Each line from the one containing "Query: reflective metal surface" to the last line of the listing below must be reproduced exactly, and nothing more.

> Source information
-----
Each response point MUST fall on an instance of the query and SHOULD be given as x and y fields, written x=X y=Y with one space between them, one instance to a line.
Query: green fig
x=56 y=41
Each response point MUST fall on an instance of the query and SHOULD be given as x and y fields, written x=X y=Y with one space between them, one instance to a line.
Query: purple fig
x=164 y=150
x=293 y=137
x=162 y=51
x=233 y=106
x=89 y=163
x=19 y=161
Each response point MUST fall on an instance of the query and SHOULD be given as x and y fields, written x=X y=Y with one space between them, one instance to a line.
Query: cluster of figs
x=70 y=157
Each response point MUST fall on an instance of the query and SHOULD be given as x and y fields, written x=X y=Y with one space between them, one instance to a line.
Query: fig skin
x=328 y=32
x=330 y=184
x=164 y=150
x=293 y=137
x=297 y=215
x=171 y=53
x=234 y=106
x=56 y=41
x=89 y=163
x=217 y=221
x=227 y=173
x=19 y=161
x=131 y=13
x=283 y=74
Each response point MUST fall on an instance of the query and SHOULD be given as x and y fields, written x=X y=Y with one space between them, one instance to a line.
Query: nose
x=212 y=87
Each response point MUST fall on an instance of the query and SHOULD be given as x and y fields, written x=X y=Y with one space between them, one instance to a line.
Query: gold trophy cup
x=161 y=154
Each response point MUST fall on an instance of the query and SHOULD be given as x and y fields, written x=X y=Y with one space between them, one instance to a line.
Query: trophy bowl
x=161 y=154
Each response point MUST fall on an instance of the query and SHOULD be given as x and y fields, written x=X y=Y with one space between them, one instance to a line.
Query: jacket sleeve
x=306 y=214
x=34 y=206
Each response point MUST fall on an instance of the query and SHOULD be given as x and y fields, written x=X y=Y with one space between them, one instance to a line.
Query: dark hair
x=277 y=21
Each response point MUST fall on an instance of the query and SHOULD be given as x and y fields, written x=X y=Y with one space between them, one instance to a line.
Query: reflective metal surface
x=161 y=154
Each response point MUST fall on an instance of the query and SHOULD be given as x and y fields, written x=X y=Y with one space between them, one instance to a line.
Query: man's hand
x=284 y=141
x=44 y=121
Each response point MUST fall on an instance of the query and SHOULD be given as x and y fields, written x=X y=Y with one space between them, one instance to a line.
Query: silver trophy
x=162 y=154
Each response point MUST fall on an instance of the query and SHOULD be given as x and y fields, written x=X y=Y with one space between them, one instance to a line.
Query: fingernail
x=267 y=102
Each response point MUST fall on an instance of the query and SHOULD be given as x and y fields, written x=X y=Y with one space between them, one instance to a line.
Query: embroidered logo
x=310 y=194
-----
> Answer to this task
Query: reflective metal surface
x=161 y=154
Each response point MUST fall on an instance of the query and SHOULD be given as x and y fields, written x=X y=Y with one space between them, one instance to a line.
Query: man's hand
x=284 y=141
x=44 y=121
Each response point MUST fall on an instance of the query and SHOULD be given as x and y fields, written x=X y=Y with one space between them, one instance to a line.
Query: silver trophy
x=162 y=154
Each response point MUST fall on an instance of the query and SHOULD be given as x and y fields, written x=X y=Y with one space between them, one instance to a line.
Query: fingernail
x=267 y=102
Each response point MUST fall on an instance of the query and SHOULD be given as x and y fields, written x=X y=Y with one space between them, one instance to a line.
Query: embroidered logo
x=310 y=194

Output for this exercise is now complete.